● INSTRUCTIONS FOR THE TASK: Gather every line below that contains the string "pant". Case counts.
------------------------
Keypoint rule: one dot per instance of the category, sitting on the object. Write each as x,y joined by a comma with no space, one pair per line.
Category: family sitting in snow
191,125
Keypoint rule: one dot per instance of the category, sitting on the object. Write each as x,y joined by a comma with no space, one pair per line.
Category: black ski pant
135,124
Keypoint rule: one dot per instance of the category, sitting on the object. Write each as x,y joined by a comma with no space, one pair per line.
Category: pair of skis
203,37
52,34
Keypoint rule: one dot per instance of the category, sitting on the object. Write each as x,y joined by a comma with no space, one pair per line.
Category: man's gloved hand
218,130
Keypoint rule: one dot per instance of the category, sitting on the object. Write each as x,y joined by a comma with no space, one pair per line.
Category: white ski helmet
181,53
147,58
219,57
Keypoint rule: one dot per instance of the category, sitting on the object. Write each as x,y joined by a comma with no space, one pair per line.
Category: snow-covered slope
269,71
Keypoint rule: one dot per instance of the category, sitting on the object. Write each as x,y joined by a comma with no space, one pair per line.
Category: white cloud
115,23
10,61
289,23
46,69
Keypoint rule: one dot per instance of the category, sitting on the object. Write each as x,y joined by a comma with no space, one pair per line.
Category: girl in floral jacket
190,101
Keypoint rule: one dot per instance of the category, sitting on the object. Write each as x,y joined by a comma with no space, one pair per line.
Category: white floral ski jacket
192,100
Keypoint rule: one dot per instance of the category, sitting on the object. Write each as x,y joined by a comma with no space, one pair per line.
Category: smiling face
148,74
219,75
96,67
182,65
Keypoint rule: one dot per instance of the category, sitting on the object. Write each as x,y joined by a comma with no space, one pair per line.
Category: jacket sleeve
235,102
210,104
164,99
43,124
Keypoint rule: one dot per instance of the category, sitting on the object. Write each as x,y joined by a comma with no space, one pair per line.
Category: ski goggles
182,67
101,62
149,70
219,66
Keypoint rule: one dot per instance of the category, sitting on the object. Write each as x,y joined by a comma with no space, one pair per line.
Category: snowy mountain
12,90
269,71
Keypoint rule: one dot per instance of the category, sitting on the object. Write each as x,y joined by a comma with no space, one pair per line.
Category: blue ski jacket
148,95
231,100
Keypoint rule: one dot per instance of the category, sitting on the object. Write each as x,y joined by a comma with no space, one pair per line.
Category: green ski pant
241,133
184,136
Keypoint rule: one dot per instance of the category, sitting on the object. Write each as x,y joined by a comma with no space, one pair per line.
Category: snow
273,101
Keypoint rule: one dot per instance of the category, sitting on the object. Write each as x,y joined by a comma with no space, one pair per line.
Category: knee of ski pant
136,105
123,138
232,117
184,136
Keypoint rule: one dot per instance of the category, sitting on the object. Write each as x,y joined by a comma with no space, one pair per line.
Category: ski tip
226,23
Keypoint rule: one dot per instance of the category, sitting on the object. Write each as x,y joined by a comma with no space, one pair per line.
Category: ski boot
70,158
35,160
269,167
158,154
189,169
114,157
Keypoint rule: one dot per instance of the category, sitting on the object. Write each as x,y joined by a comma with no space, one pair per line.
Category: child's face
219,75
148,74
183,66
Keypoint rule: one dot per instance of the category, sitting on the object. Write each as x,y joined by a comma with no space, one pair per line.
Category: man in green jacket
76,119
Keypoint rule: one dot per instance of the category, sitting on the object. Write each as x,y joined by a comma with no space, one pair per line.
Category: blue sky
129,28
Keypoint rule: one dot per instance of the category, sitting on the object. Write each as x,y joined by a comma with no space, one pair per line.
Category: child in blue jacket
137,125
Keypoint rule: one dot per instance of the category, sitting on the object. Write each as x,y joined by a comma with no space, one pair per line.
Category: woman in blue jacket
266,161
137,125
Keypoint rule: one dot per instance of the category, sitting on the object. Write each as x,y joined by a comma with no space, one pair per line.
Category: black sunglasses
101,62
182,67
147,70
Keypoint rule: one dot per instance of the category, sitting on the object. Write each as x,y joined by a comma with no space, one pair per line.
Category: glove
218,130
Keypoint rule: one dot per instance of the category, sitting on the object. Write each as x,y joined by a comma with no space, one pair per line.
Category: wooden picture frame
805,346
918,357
------------------------
● THE COMPLETED TASK:
Category: black ski pant
Category: green ski pant
Category: knee of ski pant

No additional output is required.